» **Problem to work on**: Write out, word for word, every line from the one containing "Indicate one point per instance of the person wearing" through the last line of the records below, both ends included.

» **Material supplied**:
== == ==

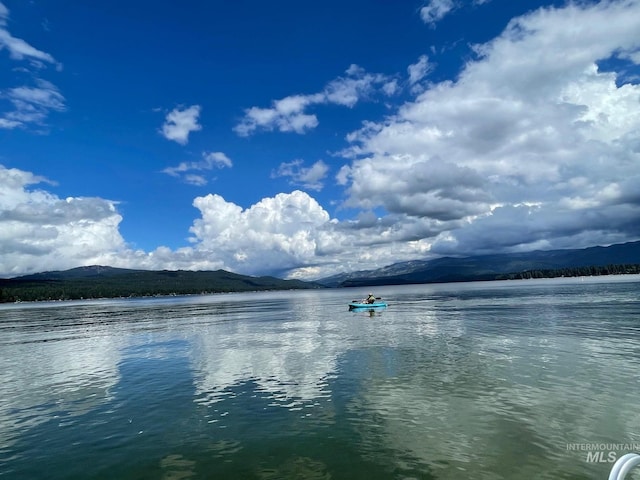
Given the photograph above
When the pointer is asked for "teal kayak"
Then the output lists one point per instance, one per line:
(357, 305)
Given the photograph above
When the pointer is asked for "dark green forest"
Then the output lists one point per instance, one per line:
(592, 271)
(130, 283)
(104, 282)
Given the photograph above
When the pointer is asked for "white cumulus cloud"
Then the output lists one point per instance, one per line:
(179, 123)
(40, 231)
(517, 151)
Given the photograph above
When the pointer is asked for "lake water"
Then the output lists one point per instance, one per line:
(485, 380)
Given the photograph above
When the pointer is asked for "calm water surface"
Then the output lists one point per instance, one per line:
(498, 380)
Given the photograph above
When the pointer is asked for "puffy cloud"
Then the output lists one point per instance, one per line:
(180, 123)
(419, 70)
(18, 48)
(289, 114)
(309, 177)
(436, 10)
(210, 160)
(533, 121)
(40, 231)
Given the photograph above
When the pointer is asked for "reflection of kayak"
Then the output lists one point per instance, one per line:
(357, 305)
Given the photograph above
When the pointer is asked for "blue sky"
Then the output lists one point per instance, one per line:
(304, 139)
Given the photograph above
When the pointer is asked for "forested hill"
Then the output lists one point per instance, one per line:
(613, 259)
(107, 282)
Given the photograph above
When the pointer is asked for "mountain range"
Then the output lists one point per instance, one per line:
(107, 282)
(488, 267)
(100, 281)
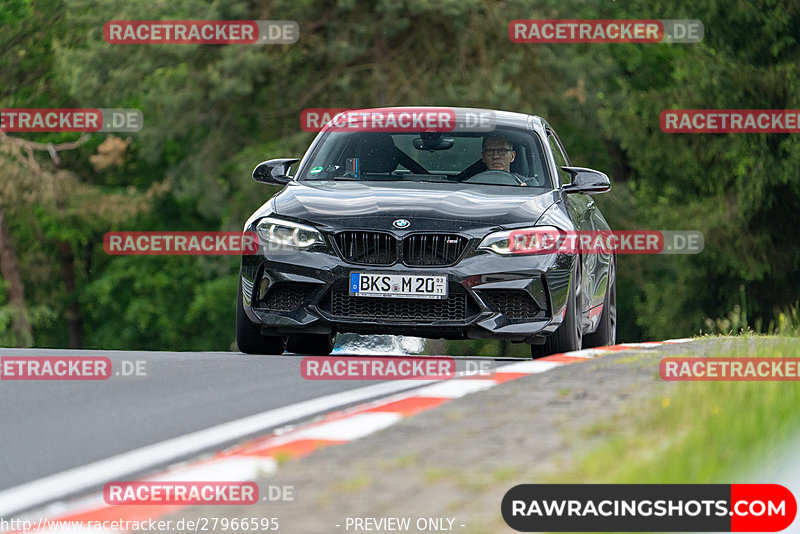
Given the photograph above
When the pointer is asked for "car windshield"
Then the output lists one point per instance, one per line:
(515, 158)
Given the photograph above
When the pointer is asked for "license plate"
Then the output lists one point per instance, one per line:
(404, 286)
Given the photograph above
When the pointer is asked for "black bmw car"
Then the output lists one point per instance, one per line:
(409, 227)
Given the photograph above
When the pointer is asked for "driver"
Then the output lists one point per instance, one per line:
(497, 153)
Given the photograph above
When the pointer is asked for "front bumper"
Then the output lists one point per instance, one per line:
(520, 298)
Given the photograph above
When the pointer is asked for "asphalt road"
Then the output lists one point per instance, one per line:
(51, 426)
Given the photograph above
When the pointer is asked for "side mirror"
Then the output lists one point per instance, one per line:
(586, 181)
(274, 171)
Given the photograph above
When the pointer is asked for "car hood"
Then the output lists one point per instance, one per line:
(349, 204)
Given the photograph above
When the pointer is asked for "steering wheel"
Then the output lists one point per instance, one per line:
(494, 178)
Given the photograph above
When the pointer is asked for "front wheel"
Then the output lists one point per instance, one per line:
(248, 335)
(568, 336)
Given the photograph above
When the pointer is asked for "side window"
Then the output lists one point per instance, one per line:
(560, 158)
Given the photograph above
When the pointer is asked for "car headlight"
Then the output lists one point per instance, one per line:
(277, 232)
(521, 241)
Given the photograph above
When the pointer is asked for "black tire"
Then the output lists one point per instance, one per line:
(606, 333)
(248, 335)
(568, 336)
(314, 344)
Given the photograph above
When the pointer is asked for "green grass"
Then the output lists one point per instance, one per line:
(702, 432)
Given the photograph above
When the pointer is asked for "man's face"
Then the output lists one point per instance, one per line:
(497, 155)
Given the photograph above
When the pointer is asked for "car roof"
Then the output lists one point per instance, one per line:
(501, 118)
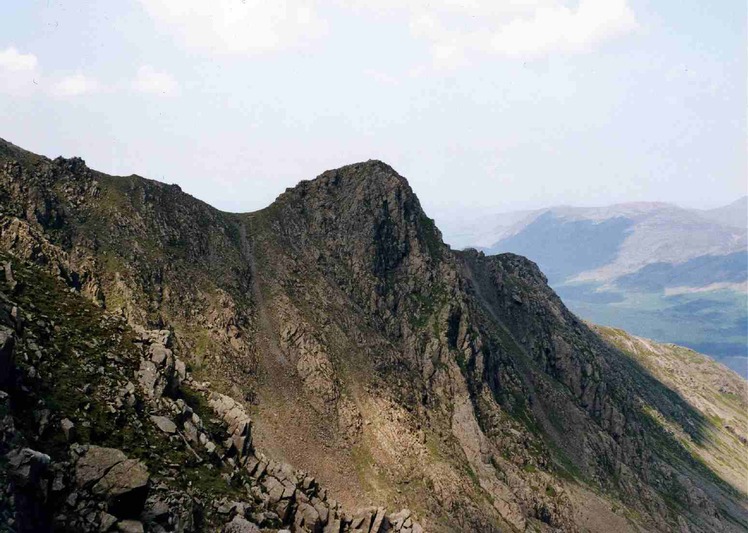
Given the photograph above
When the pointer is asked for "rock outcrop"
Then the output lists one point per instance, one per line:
(173, 362)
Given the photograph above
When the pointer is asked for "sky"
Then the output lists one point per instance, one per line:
(482, 105)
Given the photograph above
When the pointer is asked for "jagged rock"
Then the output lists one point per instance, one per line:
(307, 518)
(374, 317)
(106, 521)
(238, 421)
(164, 424)
(27, 466)
(68, 429)
(94, 462)
(240, 525)
(7, 343)
(123, 479)
(130, 526)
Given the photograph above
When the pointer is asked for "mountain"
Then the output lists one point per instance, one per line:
(320, 364)
(656, 269)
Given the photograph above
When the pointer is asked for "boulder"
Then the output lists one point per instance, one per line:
(68, 429)
(124, 487)
(7, 343)
(164, 424)
(130, 526)
(27, 467)
(240, 525)
(94, 463)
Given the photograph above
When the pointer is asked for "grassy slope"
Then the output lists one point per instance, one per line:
(714, 390)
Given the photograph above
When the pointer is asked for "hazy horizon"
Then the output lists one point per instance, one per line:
(482, 106)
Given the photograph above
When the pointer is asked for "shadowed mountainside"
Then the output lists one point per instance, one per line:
(395, 370)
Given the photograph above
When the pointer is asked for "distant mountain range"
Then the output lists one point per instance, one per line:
(656, 269)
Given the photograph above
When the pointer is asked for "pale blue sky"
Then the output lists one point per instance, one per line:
(531, 103)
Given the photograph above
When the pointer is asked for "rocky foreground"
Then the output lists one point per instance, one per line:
(325, 364)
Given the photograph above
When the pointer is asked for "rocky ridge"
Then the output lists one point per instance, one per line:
(372, 356)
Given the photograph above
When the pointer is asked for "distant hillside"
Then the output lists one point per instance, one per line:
(656, 269)
(324, 364)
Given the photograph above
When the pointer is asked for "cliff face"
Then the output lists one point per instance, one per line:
(394, 370)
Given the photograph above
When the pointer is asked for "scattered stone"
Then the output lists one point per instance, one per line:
(94, 463)
(241, 525)
(68, 429)
(27, 466)
(164, 424)
(130, 526)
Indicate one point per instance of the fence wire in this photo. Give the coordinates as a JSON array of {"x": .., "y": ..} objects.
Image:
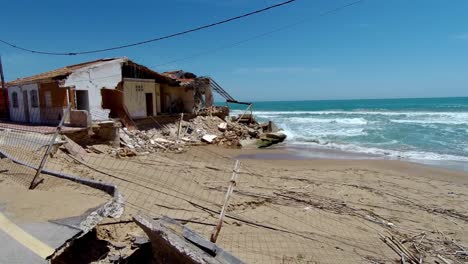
[{"x": 281, "y": 217}]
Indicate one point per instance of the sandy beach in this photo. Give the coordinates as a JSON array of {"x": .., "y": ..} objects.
[{"x": 345, "y": 204}]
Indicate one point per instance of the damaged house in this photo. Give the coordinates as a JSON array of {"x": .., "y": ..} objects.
[{"x": 103, "y": 89}]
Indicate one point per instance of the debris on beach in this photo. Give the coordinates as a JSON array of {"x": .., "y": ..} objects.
[{"x": 176, "y": 137}]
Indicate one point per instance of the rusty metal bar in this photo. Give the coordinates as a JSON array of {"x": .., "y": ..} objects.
[
  {"x": 37, "y": 180},
  {"x": 232, "y": 184}
]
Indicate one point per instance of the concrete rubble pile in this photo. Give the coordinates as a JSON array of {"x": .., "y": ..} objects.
[{"x": 176, "y": 137}]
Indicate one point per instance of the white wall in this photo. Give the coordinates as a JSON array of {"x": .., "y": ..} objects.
[
  {"x": 135, "y": 98},
  {"x": 18, "y": 114},
  {"x": 93, "y": 78}
]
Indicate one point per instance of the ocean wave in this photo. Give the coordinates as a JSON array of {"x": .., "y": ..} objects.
[
  {"x": 431, "y": 121},
  {"x": 346, "y": 121},
  {"x": 409, "y": 155},
  {"x": 385, "y": 113}
]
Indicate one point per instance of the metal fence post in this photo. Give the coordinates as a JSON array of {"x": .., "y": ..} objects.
[
  {"x": 36, "y": 180},
  {"x": 233, "y": 182}
]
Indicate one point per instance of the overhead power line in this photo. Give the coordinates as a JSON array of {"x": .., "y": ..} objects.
[
  {"x": 150, "y": 40},
  {"x": 264, "y": 34}
]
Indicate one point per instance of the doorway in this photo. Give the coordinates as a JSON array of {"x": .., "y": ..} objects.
[
  {"x": 26, "y": 106},
  {"x": 82, "y": 100},
  {"x": 149, "y": 104}
]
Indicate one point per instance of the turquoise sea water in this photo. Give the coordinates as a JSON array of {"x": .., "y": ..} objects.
[{"x": 415, "y": 129}]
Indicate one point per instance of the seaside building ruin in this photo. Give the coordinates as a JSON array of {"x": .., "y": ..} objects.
[{"x": 104, "y": 89}]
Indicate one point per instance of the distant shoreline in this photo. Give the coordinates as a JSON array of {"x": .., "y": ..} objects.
[{"x": 305, "y": 152}]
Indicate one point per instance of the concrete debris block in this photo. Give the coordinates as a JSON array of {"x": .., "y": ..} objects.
[
  {"x": 162, "y": 140},
  {"x": 276, "y": 135},
  {"x": 209, "y": 138},
  {"x": 222, "y": 127},
  {"x": 174, "y": 243},
  {"x": 176, "y": 137}
]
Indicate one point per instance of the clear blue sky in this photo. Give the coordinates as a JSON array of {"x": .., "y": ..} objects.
[{"x": 376, "y": 49}]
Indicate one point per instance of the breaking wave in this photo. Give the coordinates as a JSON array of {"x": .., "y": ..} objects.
[{"x": 414, "y": 135}]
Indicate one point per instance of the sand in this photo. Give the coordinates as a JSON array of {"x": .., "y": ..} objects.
[
  {"x": 346, "y": 203},
  {"x": 55, "y": 199},
  {"x": 293, "y": 211}
]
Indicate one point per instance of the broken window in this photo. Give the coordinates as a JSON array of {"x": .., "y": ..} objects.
[
  {"x": 14, "y": 98},
  {"x": 48, "y": 99},
  {"x": 34, "y": 99}
]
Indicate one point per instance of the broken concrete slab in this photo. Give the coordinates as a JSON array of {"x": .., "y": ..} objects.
[
  {"x": 222, "y": 127},
  {"x": 175, "y": 243},
  {"x": 209, "y": 138}
]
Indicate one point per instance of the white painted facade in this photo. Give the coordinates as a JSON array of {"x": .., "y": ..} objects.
[
  {"x": 134, "y": 95},
  {"x": 26, "y": 108},
  {"x": 92, "y": 79}
]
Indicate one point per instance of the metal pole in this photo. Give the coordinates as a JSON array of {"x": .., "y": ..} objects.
[
  {"x": 180, "y": 126},
  {"x": 2, "y": 79},
  {"x": 233, "y": 182},
  {"x": 36, "y": 180}
]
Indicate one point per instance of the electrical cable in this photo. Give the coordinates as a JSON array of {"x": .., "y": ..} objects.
[
  {"x": 150, "y": 40},
  {"x": 237, "y": 43}
]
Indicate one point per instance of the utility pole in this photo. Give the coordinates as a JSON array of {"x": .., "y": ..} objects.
[
  {"x": 1, "y": 73},
  {"x": 2, "y": 77}
]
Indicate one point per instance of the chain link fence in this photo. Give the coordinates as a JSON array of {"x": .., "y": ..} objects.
[{"x": 288, "y": 216}]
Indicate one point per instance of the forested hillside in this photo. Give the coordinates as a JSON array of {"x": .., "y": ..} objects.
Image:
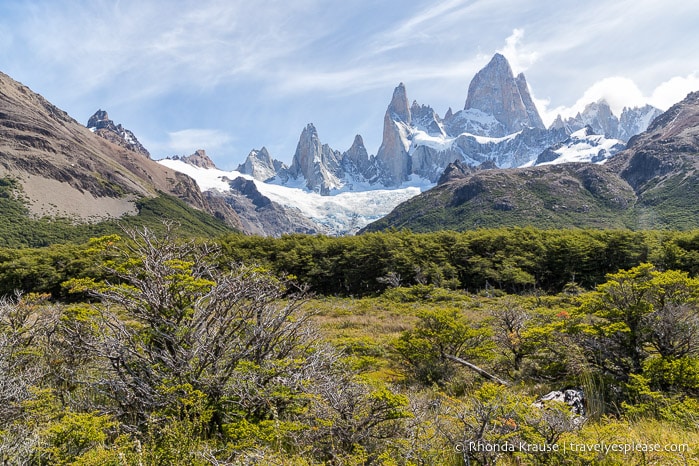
[{"x": 386, "y": 348}]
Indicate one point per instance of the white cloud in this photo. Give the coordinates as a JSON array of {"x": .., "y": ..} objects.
[
  {"x": 620, "y": 92},
  {"x": 186, "y": 141},
  {"x": 673, "y": 90},
  {"x": 517, "y": 54}
]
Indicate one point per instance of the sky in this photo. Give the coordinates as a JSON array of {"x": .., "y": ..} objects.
[{"x": 229, "y": 76}]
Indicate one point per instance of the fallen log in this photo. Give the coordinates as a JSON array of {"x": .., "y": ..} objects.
[{"x": 477, "y": 369}]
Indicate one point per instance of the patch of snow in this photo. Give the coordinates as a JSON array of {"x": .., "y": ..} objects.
[{"x": 345, "y": 211}]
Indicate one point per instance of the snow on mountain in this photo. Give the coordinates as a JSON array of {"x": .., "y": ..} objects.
[
  {"x": 335, "y": 214},
  {"x": 581, "y": 146}
]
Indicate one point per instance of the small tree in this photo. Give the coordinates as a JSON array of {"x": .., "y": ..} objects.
[
  {"x": 438, "y": 340},
  {"x": 170, "y": 319}
]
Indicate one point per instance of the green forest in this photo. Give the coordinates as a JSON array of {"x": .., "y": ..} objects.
[{"x": 150, "y": 347}]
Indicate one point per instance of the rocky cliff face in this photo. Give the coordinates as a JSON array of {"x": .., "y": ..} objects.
[
  {"x": 100, "y": 124},
  {"x": 599, "y": 116},
  {"x": 495, "y": 91},
  {"x": 392, "y": 158},
  {"x": 260, "y": 165},
  {"x": 316, "y": 163},
  {"x": 261, "y": 216},
  {"x": 652, "y": 184},
  {"x": 198, "y": 159},
  {"x": 499, "y": 125},
  {"x": 65, "y": 169}
]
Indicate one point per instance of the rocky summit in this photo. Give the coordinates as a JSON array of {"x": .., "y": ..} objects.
[
  {"x": 100, "y": 124},
  {"x": 652, "y": 184},
  {"x": 498, "y": 125},
  {"x": 61, "y": 169}
]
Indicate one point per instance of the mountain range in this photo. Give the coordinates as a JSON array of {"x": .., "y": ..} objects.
[
  {"x": 652, "y": 184},
  {"x": 491, "y": 163}
]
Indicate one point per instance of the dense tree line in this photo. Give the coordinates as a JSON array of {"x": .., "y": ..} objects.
[{"x": 186, "y": 352}]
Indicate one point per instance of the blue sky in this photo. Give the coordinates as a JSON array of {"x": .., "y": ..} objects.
[{"x": 230, "y": 76}]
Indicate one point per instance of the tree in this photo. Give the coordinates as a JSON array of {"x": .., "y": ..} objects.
[
  {"x": 439, "y": 339},
  {"x": 638, "y": 313},
  {"x": 171, "y": 319}
]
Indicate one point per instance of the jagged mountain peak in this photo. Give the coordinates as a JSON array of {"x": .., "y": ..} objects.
[
  {"x": 100, "y": 124},
  {"x": 495, "y": 91},
  {"x": 399, "y": 108},
  {"x": 197, "y": 159}
]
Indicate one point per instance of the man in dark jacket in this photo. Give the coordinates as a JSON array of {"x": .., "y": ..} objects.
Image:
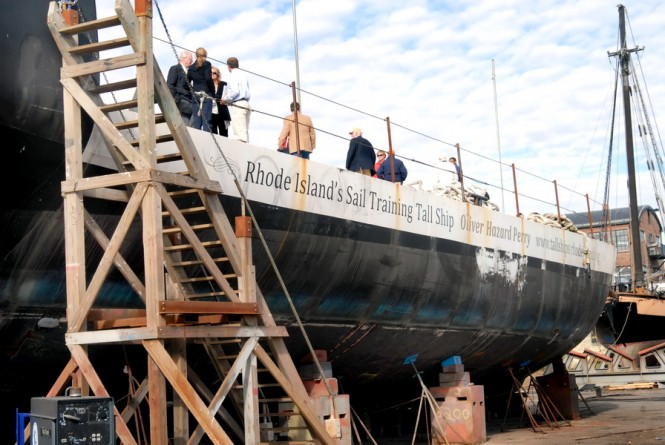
[
  {"x": 385, "y": 173},
  {"x": 177, "y": 82},
  {"x": 360, "y": 157}
]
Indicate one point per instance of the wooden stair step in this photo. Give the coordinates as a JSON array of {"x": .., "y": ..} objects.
[
  {"x": 187, "y": 211},
  {"x": 198, "y": 262},
  {"x": 209, "y": 294},
  {"x": 113, "y": 86},
  {"x": 123, "y": 105},
  {"x": 180, "y": 247},
  {"x": 168, "y": 137},
  {"x": 182, "y": 192},
  {"x": 159, "y": 118},
  {"x": 275, "y": 399},
  {"x": 96, "y": 47},
  {"x": 207, "y": 307},
  {"x": 91, "y": 25},
  {"x": 195, "y": 227}
]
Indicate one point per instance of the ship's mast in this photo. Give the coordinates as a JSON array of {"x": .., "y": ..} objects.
[{"x": 624, "y": 57}]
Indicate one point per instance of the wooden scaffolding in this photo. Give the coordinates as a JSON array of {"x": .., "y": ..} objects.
[{"x": 197, "y": 280}]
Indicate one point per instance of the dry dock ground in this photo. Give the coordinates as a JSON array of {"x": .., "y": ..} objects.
[{"x": 623, "y": 417}]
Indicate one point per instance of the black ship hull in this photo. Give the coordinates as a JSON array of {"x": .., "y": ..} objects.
[{"x": 371, "y": 286}]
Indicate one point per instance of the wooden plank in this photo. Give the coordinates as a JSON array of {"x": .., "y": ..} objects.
[
  {"x": 102, "y": 65},
  {"x": 106, "y": 194},
  {"x": 186, "y": 181},
  {"x": 120, "y": 263},
  {"x": 97, "y": 314},
  {"x": 133, "y": 335},
  {"x": 180, "y": 384},
  {"x": 651, "y": 349},
  {"x": 578, "y": 354},
  {"x": 112, "y": 87},
  {"x": 104, "y": 181},
  {"x": 622, "y": 353},
  {"x": 109, "y": 255},
  {"x": 99, "y": 46},
  {"x": 63, "y": 378},
  {"x": 207, "y": 307},
  {"x": 200, "y": 250},
  {"x": 91, "y": 25},
  {"x": 317, "y": 429},
  {"x": 108, "y": 130},
  {"x": 598, "y": 355},
  {"x": 226, "y": 386}
]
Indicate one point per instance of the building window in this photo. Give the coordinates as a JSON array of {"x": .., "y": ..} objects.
[
  {"x": 622, "y": 275},
  {"x": 621, "y": 240}
]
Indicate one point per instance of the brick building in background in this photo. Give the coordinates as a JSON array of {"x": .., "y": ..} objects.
[{"x": 618, "y": 233}]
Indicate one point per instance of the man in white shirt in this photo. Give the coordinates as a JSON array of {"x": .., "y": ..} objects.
[{"x": 237, "y": 98}]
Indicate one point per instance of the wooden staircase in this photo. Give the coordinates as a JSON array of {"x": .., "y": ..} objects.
[{"x": 197, "y": 278}]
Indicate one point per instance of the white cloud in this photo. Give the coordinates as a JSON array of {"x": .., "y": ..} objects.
[{"x": 428, "y": 66}]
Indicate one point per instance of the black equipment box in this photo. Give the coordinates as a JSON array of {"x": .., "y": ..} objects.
[{"x": 72, "y": 420}]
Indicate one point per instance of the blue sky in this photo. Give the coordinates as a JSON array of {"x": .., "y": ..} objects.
[{"x": 428, "y": 66}]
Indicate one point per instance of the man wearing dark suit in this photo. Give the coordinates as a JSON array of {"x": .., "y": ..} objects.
[
  {"x": 384, "y": 171},
  {"x": 360, "y": 157},
  {"x": 179, "y": 87}
]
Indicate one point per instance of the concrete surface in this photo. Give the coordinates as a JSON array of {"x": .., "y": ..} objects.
[{"x": 634, "y": 417}]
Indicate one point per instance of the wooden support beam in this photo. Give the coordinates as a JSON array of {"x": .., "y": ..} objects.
[
  {"x": 180, "y": 384},
  {"x": 88, "y": 371},
  {"x": 133, "y": 335},
  {"x": 207, "y": 307}
]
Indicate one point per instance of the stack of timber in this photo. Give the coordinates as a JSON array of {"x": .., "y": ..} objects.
[{"x": 460, "y": 413}]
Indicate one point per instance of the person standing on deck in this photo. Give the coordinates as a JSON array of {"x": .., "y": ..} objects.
[
  {"x": 384, "y": 171},
  {"x": 237, "y": 97},
  {"x": 179, "y": 86},
  {"x": 453, "y": 161},
  {"x": 380, "y": 157},
  {"x": 220, "y": 113},
  {"x": 361, "y": 157},
  {"x": 200, "y": 74},
  {"x": 306, "y": 135}
]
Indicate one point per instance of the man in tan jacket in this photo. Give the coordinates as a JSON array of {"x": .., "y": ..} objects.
[{"x": 302, "y": 143}]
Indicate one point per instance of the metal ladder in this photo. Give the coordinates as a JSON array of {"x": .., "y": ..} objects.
[{"x": 197, "y": 283}]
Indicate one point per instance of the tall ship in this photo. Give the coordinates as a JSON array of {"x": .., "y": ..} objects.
[
  {"x": 636, "y": 306},
  {"x": 372, "y": 272}
]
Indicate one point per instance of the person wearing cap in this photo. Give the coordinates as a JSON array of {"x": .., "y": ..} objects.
[
  {"x": 361, "y": 157},
  {"x": 237, "y": 98},
  {"x": 385, "y": 172},
  {"x": 380, "y": 157},
  {"x": 453, "y": 160},
  {"x": 306, "y": 136}
]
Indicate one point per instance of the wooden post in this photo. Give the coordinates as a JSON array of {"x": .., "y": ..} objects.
[
  {"x": 517, "y": 197},
  {"x": 391, "y": 153}
]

== == ==

» **Answer to this exercise**:
Indicate one point per instance of the person wearing cap in this photo. Give the coordinates as a JSON array of {"x": .., "y": ..} objects.
[
  {"x": 361, "y": 157},
  {"x": 237, "y": 98},
  {"x": 385, "y": 172},
  {"x": 380, "y": 157},
  {"x": 453, "y": 160},
  {"x": 306, "y": 136}
]
Indicate one point per instance of the wooden post in this photo. Give the coordinates as a JSON array of {"x": .., "y": ..} objects.
[
  {"x": 517, "y": 197},
  {"x": 391, "y": 153}
]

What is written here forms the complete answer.